▶ Supplied data
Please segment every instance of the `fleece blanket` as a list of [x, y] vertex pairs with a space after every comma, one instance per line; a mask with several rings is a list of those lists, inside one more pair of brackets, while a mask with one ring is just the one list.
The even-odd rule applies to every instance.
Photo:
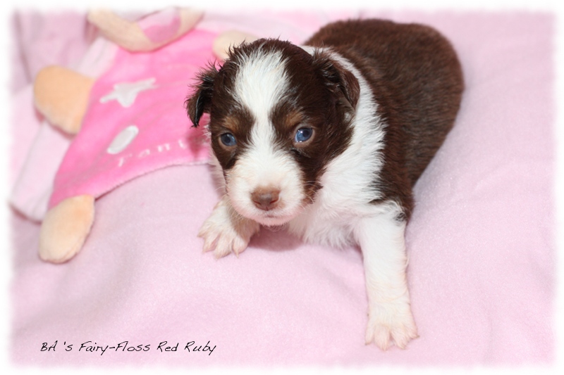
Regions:
[[[83, 15], [66, 16], [75, 21], [67, 23], [69, 27], [85, 27]], [[352, 16], [435, 27], [452, 42], [465, 75], [455, 125], [416, 185], [407, 228], [408, 282], [420, 337], [405, 350], [384, 352], [364, 345], [367, 300], [357, 248], [305, 245], [283, 230], [263, 229], [238, 258], [202, 254], [196, 234], [218, 197], [207, 165], [183, 165], [143, 175], [97, 199], [92, 232], [65, 264], [39, 259], [39, 224], [14, 210], [13, 362], [192, 367], [553, 362], [555, 17], [209, 11], [198, 27], [236, 28], [299, 43], [324, 23]], [[17, 39], [17, 71], [27, 70], [13, 86], [16, 99], [29, 95], [30, 67], [37, 66], [39, 56], [47, 58], [37, 52], [44, 51], [42, 43], [53, 43], [45, 36], [63, 38], [59, 43], [73, 38], [67, 45], [77, 56], [85, 50], [68, 30], [30, 33], [25, 25], [63, 27], [18, 23], [16, 35], [39, 40]], [[70, 56], [54, 62], [70, 65]], [[13, 124], [12, 182], [25, 169], [44, 125], [32, 103], [20, 100], [16, 108], [18, 118], [29, 121]], [[68, 141], [62, 137], [53, 147], [63, 153]], [[48, 186], [53, 178], [48, 174], [38, 176], [37, 184]]]

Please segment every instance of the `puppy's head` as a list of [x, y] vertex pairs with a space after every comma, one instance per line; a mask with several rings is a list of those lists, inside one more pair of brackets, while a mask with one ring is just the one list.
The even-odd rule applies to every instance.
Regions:
[[352, 136], [356, 78], [329, 53], [259, 39], [202, 72], [187, 101], [198, 126], [209, 113], [212, 147], [233, 208], [280, 225], [314, 201], [327, 163]]

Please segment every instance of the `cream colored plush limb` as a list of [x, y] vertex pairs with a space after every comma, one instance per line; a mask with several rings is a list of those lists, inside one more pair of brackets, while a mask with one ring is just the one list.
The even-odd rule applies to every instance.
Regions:
[[39, 257], [62, 263], [82, 248], [94, 222], [94, 197], [65, 199], [47, 212], [39, 232]]
[[228, 30], [220, 34], [214, 41], [214, 53], [220, 59], [225, 60], [231, 46], [237, 46], [243, 42], [251, 42], [258, 37], [237, 30]]
[[125, 20], [111, 11], [96, 9], [88, 12], [88, 20], [95, 25], [102, 35], [118, 46], [131, 51], [148, 51], [170, 43], [183, 35], [200, 20], [203, 12], [195, 9], [179, 9], [180, 23], [174, 36], [159, 43], [150, 40], [142, 29], [133, 21]]
[[60, 66], [48, 66], [35, 77], [35, 106], [51, 124], [75, 134], [88, 106], [94, 79]]

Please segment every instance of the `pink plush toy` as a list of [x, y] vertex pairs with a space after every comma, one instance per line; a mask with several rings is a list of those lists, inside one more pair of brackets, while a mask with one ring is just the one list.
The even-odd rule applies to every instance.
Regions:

▶ Given exercise
What comes back should match the records exactly, minus any pictures.

▶ Output for this task
Please segment every instance of the `fleece blanket` as a list of [x, y] vertex pairs with a space after every comma, one instance per line; a mask with several rings is a list of those lists, inside one more pair of brackets, while a mask with one ring is just the one list.
The even-odd rule applies to every instance.
Photo:
Regions:
[[[83, 15], [66, 16], [75, 21], [67, 23], [69, 27], [85, 27]], [[352, 16], [435, 27], [452, 42], [465, 75], [455, 125], [416, 185], [407, 228], [408, 282], [420, 337], [405, 350], [384, 352], [364, 345], [367, 300], [357, 248], [305, 245], [283, 230], [263, 229], [238, 258], [202, 254], [196, 234], [218, 197], [207, 165], [183, 165], [143, 175], [97, 199], [92, 232], [65, 264], [39, 259], [39, 224], [14, 210], [13, 362], [192, 367], [553, 362], [555, 17], [209, 11], [198, 27], [236, 28], [299, 43], [324, 23]], [[17, 39], [17, 71], [27, 70], [13, 86], [16, 99], [29, 95], [30, 67], [37, 66], [39, 56], [47, 58], [37, 52], [44, 51], [42, 43], [53, 43], [45, 36], [63, 38], [59, 43], [73, 38], [67, 45], [77, 56], [85, 50], [68, 30], [30, 33], [25, 25], [63, 27], [18, 23], [16, 35], [39, 40]], [[70, 56], [54, 62], [70, 65]], [[13, 124], [12, 182], [25, 169], [44, 125], [32, 103], [20, 100], [16, 108], [18, 118], [29, 121]], [[68, 141], [62, 137], [53, 147], [63, 153]], [[48, 186], [53, 178], [48, 174], [38, 176], [37, 184]]]

Please segment every instance of the `puppy's head` as a list of [x, y] vertex pairs with a space after every comma, one instance per line; a mask with several rings is a list of those lists, inside one more pair of brackets, while a mask with one ring is just the one list.
The even-odd rule applies to every instance.
Regions:
[[352, 136], [356, 78], [329, 53], [259, 39], [202, 72], [187, 101], [198, 126], [209, 113], [212, 147], [233, 208], [280, 225], [314, 201], [327, 163]]

Please segment every instance of the `cream colored plush limb` as a list of [x, y] vertex pairs with a space after every comma, one instance per line; a mask with several rings is a list of those lists, inside one more pair of brackets, while a mask with one ring is just the one list.
The even-odd rule applies to every instance.
Regions:
[[39, 257], [62, 263], [82, 248], [94, 222], [94, 197], [65, 199], [47, 212], [39, 232]]
[[228, 30], [220, 34], [214, 41], [214, 53], [220, 59], [225, 60], [231, 46], [237, 46], [243, 42], [251, 42], [258, 37], [237, 30]]
[[125, 20], [111, 11], [96, 9], [88, 12], [88, 20], [95, 25], [102, 35], [118, 46], [131, 51], [148, 51], [170, 43], [183, 35], [200, 20], [203, 12], [195, 9], [179, 9], [180, 23], [174, 36], [159, 43], [150, 40], [142, 29], [133, 21]]
[[60, 66], [48, 66], [35, 77], [35, 106], [51, 124], [75, 134], [88, 106], [94, 79]]

Please segment every instance of the `pink plush toy` as a list of [x, y] vertex pairs with a space after every comma, one instance per line; a mask with several rings is a list of those lists, inside one more pair of brackets, while a mask with one ring is just the one list.
The even-odd rule applies to every instance.
Regions:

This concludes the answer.